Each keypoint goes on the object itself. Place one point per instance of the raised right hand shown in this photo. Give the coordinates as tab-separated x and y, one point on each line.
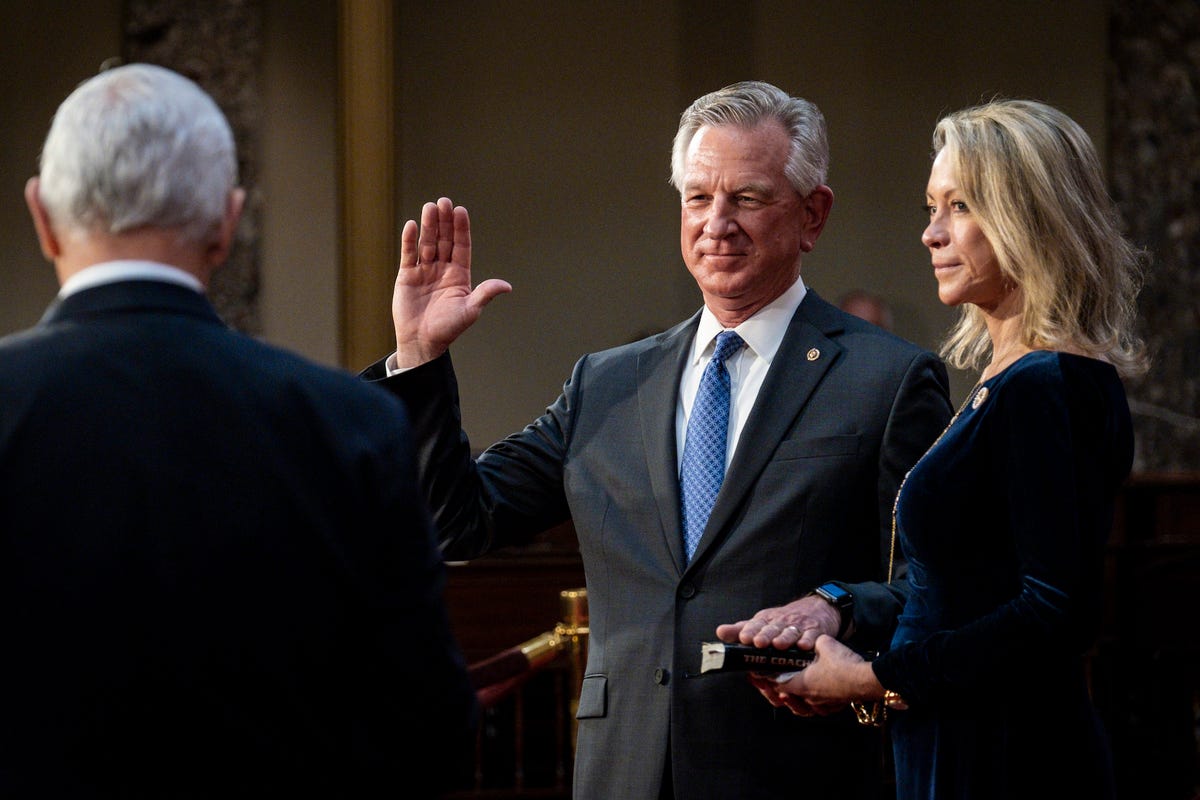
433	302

---

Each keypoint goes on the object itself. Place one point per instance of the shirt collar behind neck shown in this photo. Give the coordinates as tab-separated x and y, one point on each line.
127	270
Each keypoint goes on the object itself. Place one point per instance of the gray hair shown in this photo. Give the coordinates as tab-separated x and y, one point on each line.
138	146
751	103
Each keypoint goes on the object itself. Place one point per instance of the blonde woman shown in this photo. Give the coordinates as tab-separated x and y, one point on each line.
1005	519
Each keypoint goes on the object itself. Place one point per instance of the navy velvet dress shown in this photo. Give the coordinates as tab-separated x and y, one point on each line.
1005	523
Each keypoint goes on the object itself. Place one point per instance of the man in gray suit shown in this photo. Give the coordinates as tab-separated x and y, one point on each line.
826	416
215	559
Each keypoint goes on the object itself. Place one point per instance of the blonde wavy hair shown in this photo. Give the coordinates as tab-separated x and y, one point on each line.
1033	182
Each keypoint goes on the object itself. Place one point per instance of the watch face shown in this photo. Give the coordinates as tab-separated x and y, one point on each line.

_Task prompt_:
Extract from the records above the lines from the one containing "the blonde woman" to the one containing "of the watch", both lines included, exactly as they appear and with nothing else.

_Answer area_:
Each keypoint goes on the object itself. Place one point per instance of the blonde woman shown in this photo. Give the coordinates as tab-separated x and y, one point on each line.
1005	519
Each keypoint goes on the object itself. Place one point per instance of the navy velvet dress shown in this photo. Give the coordinates as tab-separated x and y, one point on each line.
1005	523
Each keypoint goes on the object itself. Place one point per instance of the man in gray suit shown in this photo. Give the coordinates as tab-separated x and y, one point on each line.
826	416
215	559
Each keypoint goes on the object itself. Place one point per instance of the blonde wavy hair shown in this photo. Give the coordinates as tab-separated x and y, one point on each line.
1033	182
Each keypoint goes on the object itself. Place one point per instance of the watch face shown in this photo. Give the coordinates as tab-separated x and y, one point on each line.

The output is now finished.